START Text section

Is There a Government Debt Problem NOW With Biden Spending?
For an entire society or indeed for any corporation, a “productive debt” can be loosely defined as a debt that brings in more future purchasing power than what you borrow.
Lets suppose you lend me 1000$. For arguments sake, lets suppose the “basket of goods and services” that I consume costs 10$. You are lending me 1000$, which is equivalent to 100 baskets. You will charge interest on that debt. The interest is important, because it is like taxes: I MUST pay it, so it acts just like a tax: my “true” net disposable income is net of taxes AND net of interest payments.
If my income grows as much as the interest on that debt, then I can AT LEAST pay the interest on that debt without feeling it too much, and if I can “rollover” that debt eternally (re-borrow again when the principal payment is due, as government can do), then I won’t feel it all that much, even if there is obviously an opportunity cost to the interest payments: I could do other things with those interest payments if I didn’t have these payments to make.
Some debt is productive: I got into massive student debt for my honour’s bachelor’s degree in pure math, but this gave me options to make more income than I otherwise would have, by much more than the amount of debt + interest. It was a productive debt (but stressful to deal with, luckily I got more financing for my economics studies!).
The economics of public finance is actually quite involved and much more complex than many people realize, but the “government budget” ultimately boils down to expenditures and income, which are mostly this:
Government expenditures: interest on debt + all State spending.
Government income: mostly taxes.

END Text section
START Data excerpt

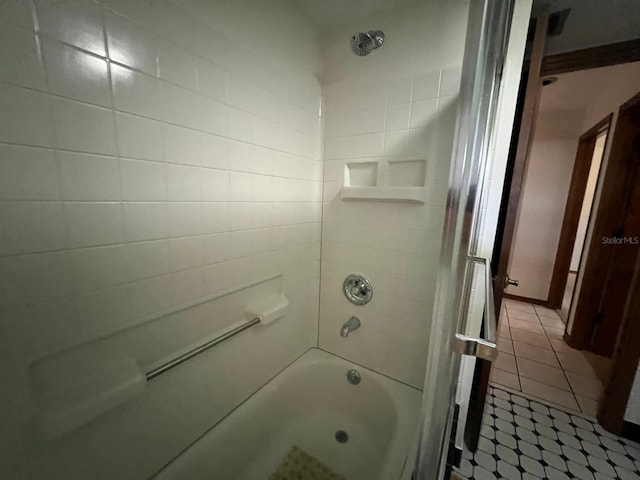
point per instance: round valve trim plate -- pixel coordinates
(357, 288)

END Data excerpt

• [Prompt] Return the part of the piece on government debt that starts with "If my income" and goes on through "payments to make.", copied word for word.

• [Exercise response]
If my income grows as much as the interest on that debt, then I can AT LEAST pay the interest on that debt without feeling it too much, and if I can “rollover” that debt eternally (re-borrow again when the principal payment is due, as government can do), then I won’t feel it all that much, even if there is obviously an opportunity cost to the interest payments: I could do other things with those interest payments if I didn’t have these payments to make.